**O que fazer:**
Responda às perguntas sobre o texto a respeito de estresse e consumo:
1. Segundo o texto, a "grife" é símbolo de quê, e não sinônimo de qualidade?
2. A que o texto compara a distância entre o desejo construído e sua real possibilidade de realização?
3. O que o texto diz que existe na natureza em relação ao tempo?

Agora, mesmo sendo o ambiente profissional um dos que mais criam situações que levam ao estresse e a desequilíbrios psíquicos, isso não se trata de uma exclusividade sua. Tão ou mais sério do que ele está a degradação mental causada pelo consumo excessivo de conteúdos que são superficiais, expostos nas redes sociais, por exemplo. E a lógica opressiva da necessidade de consumo como meio de se alcançar tanto sucesso quanto felicidade. Esse último item foi forjado com o discurso publicitário apontando para um valor não utilitário para aquilo que é ofertado, a criação do valor em si. A instituição da lógica absurda da “grife” não como sinônimo de qualidade, mas como símbolo de “status”. Então, se cria uma distância insuperável entre o desejo construído e a sua real possibilidade de realização, devido às limitações financeiras. Como a cenoura amarrada na frente do burro para que ele continue andando, sem perceber que jamais vai alcançá-la.
Por esses e outros vários motivos, temos em geral uma rotina marcada pela pressa, pela urgência, pelo sufoco. O que, por óbvio, só poderia mesmo afetar nossa sanidade. A natureza não é assim: nela tudo tem o seu tempo. As coisas precisam maturar sem pressa, existir em harmonia, acontecer ao seu tempo. E os humanos contemporâneos parece que estão na contramão desta lógica, acelerando quando o melhor seria se arrefecessem um pouco todos os seus ânimos. Mesmo existindo alertas aos montes, apontando alternativas de vida mais saudável.

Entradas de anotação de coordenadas
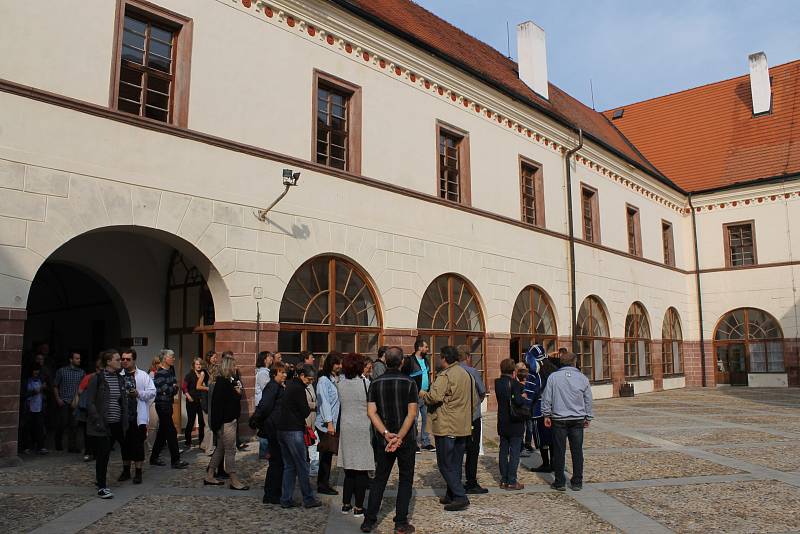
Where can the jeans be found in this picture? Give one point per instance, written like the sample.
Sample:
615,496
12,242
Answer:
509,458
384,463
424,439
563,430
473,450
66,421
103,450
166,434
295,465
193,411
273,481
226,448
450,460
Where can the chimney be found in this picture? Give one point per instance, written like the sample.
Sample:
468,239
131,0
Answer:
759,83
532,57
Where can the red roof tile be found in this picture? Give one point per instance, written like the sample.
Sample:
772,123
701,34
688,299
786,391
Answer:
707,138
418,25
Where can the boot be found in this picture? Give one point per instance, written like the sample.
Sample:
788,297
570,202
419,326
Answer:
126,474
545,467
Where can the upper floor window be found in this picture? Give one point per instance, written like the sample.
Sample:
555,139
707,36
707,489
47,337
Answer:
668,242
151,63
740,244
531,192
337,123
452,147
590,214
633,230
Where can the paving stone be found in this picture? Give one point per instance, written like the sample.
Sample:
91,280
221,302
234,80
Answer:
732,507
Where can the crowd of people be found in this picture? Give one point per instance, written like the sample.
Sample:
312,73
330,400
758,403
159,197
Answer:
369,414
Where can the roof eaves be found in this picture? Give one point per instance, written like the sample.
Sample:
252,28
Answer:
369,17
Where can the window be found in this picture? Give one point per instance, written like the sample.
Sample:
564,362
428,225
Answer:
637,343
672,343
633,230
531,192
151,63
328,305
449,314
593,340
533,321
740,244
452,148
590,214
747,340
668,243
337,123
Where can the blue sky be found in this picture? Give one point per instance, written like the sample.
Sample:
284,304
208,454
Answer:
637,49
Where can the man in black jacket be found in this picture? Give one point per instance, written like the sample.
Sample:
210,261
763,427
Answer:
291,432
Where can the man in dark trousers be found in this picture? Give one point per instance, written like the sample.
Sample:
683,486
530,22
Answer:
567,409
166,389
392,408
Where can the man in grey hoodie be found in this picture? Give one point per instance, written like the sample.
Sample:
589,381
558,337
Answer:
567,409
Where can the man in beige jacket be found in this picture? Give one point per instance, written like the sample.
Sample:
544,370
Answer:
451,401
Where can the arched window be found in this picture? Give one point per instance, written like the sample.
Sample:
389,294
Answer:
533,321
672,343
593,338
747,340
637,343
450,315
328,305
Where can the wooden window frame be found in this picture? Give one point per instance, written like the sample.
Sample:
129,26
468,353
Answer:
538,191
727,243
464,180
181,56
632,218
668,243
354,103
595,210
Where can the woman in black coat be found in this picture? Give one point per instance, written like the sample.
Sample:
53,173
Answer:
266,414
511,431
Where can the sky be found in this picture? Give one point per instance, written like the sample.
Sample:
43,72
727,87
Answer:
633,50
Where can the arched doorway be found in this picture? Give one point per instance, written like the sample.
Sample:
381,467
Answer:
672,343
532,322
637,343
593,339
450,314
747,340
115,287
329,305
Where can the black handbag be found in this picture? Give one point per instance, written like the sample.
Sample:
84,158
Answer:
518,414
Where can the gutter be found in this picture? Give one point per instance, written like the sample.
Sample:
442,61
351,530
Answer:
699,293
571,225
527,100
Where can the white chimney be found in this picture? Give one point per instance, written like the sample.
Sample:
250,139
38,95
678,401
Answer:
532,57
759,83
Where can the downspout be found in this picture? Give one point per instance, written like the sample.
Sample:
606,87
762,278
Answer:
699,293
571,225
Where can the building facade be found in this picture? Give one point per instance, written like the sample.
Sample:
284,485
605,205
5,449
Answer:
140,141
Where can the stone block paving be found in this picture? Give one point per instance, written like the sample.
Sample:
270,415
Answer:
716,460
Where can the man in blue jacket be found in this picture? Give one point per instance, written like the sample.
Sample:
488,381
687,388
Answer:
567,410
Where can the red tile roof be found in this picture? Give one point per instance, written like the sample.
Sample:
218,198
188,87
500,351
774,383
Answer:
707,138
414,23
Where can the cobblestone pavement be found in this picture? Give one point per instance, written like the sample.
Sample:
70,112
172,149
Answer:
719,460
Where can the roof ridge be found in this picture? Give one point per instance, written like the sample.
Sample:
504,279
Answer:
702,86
--
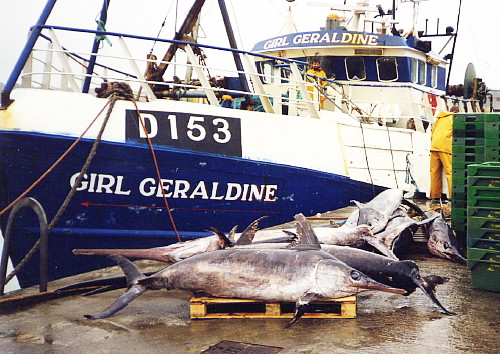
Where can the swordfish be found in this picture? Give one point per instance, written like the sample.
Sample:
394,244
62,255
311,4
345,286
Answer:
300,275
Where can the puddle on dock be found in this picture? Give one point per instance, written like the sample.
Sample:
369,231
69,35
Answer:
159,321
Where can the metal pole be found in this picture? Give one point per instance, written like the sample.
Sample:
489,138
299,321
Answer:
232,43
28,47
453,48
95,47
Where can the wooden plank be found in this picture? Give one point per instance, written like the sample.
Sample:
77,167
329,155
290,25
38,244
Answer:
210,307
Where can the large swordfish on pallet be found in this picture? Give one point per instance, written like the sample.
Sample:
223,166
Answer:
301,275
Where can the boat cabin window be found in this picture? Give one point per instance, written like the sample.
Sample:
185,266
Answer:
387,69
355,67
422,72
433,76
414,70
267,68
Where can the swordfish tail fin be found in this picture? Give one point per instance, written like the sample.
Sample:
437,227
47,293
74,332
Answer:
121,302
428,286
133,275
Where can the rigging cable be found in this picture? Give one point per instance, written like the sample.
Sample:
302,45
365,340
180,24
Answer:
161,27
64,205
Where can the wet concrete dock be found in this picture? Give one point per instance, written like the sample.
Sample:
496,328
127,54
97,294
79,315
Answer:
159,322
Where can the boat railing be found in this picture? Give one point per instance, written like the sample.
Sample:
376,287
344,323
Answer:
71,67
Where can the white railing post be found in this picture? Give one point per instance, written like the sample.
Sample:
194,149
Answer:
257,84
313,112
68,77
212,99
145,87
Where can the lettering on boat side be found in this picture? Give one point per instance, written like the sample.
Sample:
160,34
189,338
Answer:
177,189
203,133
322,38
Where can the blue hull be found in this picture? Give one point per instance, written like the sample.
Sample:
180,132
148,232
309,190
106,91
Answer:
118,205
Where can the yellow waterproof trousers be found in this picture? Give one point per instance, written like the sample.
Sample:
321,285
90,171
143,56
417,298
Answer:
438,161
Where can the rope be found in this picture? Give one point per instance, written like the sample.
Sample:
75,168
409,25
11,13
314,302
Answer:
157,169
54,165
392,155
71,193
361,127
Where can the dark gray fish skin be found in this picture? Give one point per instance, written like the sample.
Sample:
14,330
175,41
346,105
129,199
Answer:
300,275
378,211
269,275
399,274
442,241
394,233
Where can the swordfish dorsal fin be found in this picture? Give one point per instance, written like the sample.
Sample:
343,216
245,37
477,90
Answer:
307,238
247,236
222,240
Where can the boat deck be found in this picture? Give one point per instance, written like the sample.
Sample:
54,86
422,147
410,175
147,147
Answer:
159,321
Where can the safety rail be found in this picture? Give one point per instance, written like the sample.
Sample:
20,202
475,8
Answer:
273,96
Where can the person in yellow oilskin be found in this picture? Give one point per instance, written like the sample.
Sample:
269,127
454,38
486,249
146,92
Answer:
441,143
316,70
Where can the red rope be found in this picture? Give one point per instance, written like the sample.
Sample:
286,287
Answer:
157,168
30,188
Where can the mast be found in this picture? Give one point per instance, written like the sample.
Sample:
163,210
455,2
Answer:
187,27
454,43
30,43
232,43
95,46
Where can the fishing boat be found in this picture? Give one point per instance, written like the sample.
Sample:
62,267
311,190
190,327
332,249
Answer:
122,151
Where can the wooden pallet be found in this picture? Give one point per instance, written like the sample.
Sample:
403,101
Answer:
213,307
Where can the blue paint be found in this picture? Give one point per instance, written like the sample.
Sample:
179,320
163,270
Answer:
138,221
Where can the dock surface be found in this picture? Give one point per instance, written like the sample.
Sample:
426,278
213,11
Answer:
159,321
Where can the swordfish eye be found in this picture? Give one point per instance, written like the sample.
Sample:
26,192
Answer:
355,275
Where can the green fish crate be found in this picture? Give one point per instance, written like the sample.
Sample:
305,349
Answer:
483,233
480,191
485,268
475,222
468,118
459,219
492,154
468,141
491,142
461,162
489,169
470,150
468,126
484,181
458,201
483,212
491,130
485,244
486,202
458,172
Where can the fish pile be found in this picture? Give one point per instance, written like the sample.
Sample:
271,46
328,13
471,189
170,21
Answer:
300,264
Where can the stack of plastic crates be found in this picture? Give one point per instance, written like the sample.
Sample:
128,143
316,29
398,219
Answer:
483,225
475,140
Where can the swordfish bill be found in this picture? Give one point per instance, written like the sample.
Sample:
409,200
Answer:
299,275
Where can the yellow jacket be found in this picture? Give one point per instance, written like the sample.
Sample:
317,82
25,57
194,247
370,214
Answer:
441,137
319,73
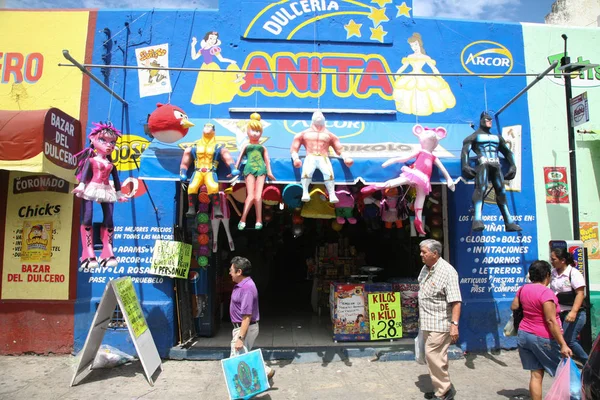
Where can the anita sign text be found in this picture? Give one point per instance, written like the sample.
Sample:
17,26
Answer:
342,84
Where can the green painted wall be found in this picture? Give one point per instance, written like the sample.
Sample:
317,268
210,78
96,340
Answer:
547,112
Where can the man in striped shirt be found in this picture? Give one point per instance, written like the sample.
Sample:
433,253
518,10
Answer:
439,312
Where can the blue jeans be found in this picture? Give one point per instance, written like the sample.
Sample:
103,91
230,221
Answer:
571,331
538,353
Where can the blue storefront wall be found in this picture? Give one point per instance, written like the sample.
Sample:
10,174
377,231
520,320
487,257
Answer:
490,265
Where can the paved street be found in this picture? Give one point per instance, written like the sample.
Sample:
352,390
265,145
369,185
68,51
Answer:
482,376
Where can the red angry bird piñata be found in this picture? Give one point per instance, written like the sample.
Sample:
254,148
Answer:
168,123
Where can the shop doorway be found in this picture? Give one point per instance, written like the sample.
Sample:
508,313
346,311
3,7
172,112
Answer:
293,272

**Resposta esperada:**
1. De "status".
2. À cenoura amarrada na frente do burro para que ele continue andando, sem perceber que jamais vai alcançá-la.
3. Nela tudo tem o seu tempo.